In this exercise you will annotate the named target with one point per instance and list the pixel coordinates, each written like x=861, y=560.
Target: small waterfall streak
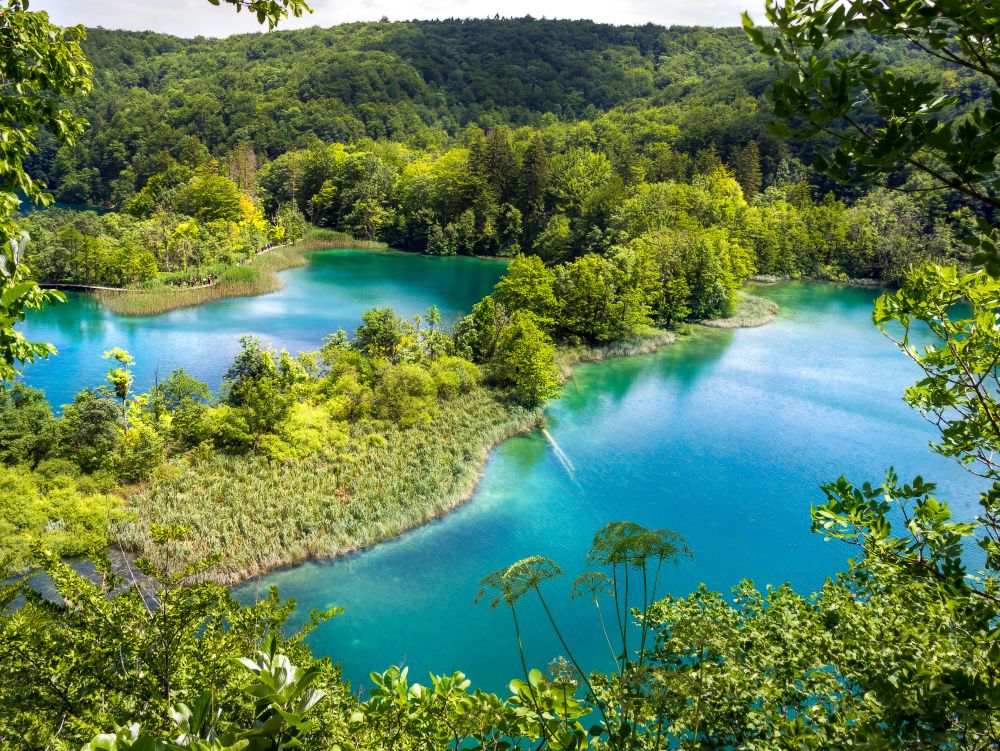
--
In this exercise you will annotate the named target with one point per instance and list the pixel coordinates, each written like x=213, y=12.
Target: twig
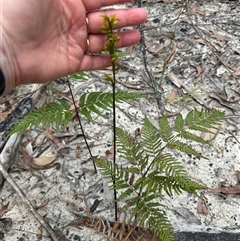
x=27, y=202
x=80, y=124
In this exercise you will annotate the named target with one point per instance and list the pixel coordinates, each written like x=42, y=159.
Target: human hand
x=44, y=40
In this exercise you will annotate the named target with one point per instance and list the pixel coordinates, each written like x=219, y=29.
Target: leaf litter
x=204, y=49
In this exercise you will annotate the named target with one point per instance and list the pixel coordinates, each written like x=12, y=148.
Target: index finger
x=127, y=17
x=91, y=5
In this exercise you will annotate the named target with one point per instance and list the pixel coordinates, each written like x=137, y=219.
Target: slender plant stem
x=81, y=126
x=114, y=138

Set exercise - Turn the item lines into a numbered list, starting at the line that contains "like x=861, y=560." and stopping after the line that contains "Target: small waterfall streak". Leave out any blank lines.

Full answer -
1. In this exercise you will annotate the named target with one point per instance and list the pixel coordinates, each written like x=861, y=560.
2. Target: small waterfall streak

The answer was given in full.